Collected data entries
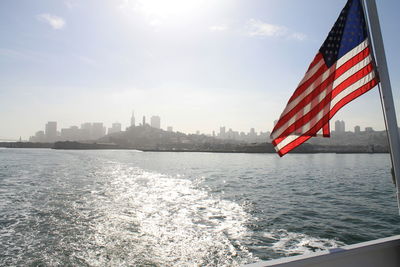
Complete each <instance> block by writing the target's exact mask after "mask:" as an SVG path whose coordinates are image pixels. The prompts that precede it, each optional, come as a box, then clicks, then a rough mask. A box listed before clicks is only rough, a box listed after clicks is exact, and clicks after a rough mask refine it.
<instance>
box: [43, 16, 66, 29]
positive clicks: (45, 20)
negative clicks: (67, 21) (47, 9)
mask: <svg viewBox="0 0 400 267" xmlns="http://www.w3.org/2000/svg"><path fill="white" fill-rule="evenodd" d="M36 18H37V19H38V20H39V21H41V22H44V23H47V24H49V25H50V26H51V27H52V28H53V29H55V30H60V29H62V28H64V27H65V20H64V19H63V18H61V17H58V16H54V15H51V14H47V13H44V14H40V15H37V16H36Z"/></svg>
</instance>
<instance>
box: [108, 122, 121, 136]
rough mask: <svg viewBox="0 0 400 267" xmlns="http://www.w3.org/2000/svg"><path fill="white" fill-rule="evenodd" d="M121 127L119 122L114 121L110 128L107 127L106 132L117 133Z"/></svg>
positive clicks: (110, 132) (109, 133)
mask: <svg viewBox="0 0 400 267" xmlns="http://www.w3.org/2000/svg"><path fill="white" fill-rule="evenodd" d="M121 129H122V125H121V123H119V122H114V123H113V124H112V126H111V128H108V134H112V133H119V132H120V131H121Z"/></svg>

# Work instruction:
Reproduce, exactly as they stand in the data above, the lines from the one that holds "positive clicks: (45, 20)" to the one that holds "rough mask: <svg", inclusive.

# Answer for this exercise:
positive clicks: (45, 20)
negative clicks: (67, 21) (47, 9)
mask: <svg viewBox="0 0 400 267" xmlns="http://www.w3.org/2000/svg"><path fill="white" fill-rule="evenodd" d="M36 18H37V19H38V20H39V21H41V22H44V23H47V24H49V25H50V26H51V27H52V28H53V29H55V30H60V29H62V28H64V27H65V20H64V19H63V18H61V17H58V16H54V15H51V14H47V13H44V14H40V15H37V16H36Z"/></svg>
</instance>
<instance>
box: [108, 122, 121, 136]
rough mask: <svg viewBox="0 0 400 267" xmlns="http://www.w3.org/2000/svg"><path fill="white" fill-rule="evenodd" d="M121 127L119 122L114 121L110 128L107 127L106 132L117 133Z"/></svg>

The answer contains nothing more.